• **GIVEN PROBLEM**
Copy the lines from the first one through the line with "point(143, 483)", with "pin" substituted for every "marker" and nothing else changed. Omit the picture from your answer.

• **DATA EXCERPTS**
^^^^^^^^
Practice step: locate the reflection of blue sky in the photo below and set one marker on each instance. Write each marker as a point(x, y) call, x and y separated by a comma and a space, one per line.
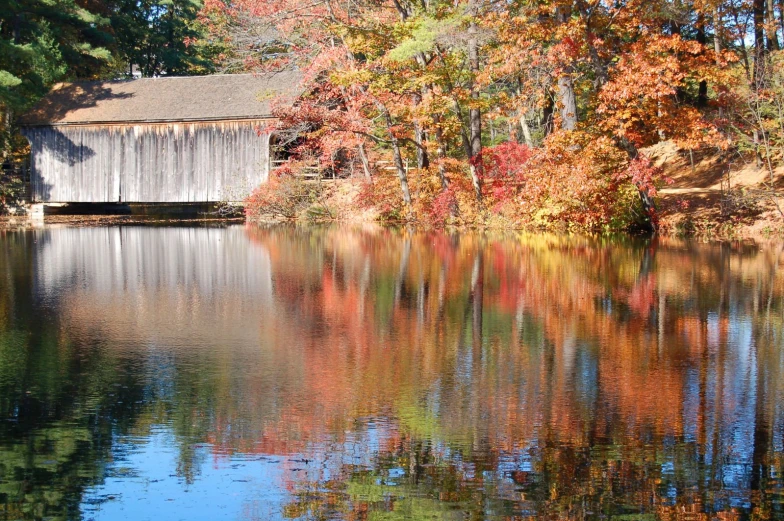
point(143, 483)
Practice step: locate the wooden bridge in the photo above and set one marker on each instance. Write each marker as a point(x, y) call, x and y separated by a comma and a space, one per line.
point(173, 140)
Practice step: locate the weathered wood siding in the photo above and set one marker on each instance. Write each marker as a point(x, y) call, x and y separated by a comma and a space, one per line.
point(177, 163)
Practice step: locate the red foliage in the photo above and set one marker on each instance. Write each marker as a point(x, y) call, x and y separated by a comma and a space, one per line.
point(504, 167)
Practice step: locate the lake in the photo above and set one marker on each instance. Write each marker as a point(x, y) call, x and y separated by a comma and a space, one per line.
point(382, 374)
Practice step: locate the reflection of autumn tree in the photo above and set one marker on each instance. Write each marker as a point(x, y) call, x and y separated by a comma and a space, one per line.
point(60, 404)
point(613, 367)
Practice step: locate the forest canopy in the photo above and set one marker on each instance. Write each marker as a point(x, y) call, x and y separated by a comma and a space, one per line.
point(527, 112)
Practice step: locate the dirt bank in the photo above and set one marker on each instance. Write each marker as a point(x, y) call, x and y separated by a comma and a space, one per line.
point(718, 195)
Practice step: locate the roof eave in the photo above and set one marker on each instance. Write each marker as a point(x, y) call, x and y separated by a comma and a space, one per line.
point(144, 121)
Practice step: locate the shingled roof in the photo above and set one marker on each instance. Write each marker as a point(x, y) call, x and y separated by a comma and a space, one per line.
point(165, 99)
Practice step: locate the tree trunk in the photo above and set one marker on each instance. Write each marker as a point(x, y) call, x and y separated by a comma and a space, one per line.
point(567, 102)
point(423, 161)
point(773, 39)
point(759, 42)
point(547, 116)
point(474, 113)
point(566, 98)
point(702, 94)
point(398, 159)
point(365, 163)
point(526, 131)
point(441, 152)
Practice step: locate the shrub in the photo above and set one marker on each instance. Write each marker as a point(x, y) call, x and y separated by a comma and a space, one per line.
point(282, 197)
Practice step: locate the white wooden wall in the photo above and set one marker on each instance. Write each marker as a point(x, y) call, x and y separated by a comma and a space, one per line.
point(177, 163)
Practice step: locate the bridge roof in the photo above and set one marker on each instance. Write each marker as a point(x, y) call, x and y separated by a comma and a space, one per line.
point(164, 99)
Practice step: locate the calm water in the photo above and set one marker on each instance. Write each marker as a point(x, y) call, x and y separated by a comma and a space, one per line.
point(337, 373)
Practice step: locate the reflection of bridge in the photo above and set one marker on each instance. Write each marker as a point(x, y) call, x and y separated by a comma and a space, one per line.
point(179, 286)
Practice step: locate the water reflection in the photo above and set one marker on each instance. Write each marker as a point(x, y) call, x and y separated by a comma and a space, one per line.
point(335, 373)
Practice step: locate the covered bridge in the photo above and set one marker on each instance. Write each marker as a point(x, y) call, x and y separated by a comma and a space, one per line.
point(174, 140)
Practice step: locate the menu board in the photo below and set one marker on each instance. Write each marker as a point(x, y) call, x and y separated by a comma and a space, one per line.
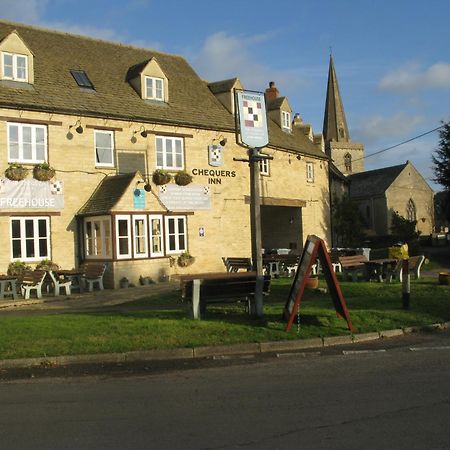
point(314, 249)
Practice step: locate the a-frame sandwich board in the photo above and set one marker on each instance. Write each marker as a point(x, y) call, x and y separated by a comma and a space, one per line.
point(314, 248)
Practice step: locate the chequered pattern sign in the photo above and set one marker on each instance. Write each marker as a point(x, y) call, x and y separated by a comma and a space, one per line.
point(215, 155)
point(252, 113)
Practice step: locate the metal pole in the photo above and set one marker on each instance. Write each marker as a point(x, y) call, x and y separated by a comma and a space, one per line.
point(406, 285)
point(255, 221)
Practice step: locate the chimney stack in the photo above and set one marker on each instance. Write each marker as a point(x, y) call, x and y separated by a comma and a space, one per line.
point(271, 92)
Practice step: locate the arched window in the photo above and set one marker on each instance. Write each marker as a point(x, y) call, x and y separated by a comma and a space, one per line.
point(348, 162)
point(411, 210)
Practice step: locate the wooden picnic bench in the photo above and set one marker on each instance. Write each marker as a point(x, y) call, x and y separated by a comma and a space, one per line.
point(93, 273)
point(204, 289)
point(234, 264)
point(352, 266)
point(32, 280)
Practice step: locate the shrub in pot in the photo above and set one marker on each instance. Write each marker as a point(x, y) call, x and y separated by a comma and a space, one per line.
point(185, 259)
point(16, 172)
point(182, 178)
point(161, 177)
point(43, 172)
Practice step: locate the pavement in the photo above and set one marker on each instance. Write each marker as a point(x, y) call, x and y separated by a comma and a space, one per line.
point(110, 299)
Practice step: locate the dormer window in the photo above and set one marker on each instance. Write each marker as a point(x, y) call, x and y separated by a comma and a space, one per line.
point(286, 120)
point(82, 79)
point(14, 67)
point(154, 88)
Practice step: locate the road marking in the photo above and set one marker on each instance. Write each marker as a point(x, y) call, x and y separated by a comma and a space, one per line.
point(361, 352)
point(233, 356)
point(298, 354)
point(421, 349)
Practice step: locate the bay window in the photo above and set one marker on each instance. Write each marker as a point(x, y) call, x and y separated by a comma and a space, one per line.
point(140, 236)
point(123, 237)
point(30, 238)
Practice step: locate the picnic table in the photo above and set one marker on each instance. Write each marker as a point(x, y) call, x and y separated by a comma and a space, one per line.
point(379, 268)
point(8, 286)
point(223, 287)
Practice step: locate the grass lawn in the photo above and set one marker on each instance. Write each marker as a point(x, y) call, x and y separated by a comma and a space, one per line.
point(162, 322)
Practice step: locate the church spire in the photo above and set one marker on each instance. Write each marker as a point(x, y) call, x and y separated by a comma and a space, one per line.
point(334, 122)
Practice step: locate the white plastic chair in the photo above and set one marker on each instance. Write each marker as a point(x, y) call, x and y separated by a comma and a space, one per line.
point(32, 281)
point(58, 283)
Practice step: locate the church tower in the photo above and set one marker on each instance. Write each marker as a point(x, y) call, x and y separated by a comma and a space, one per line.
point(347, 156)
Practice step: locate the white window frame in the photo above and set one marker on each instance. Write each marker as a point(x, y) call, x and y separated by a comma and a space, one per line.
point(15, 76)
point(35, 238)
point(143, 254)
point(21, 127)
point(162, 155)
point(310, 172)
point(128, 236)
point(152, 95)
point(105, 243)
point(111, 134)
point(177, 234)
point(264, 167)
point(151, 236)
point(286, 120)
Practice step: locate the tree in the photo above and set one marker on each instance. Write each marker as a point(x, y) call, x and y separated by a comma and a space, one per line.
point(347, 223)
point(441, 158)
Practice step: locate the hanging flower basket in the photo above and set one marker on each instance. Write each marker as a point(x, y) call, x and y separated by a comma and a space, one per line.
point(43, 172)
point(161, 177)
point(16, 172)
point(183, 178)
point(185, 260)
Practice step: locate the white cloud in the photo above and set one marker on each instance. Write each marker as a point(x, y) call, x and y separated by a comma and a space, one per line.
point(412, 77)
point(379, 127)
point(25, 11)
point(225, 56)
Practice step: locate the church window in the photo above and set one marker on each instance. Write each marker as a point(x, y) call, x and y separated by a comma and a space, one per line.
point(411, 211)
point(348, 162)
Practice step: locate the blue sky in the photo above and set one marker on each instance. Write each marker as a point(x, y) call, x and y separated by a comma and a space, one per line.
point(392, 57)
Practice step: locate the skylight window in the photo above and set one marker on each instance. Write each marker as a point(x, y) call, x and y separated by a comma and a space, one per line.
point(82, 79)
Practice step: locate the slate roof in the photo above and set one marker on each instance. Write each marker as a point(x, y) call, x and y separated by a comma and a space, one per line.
^^^^^^^^
• **REPLY**
Practice step: locate the reflection of blue sky in the photo below and set one pin on each instance. Write each pin as a point(x, y) call, x and y separated by a comma and a space, one per line.
point(143, 483)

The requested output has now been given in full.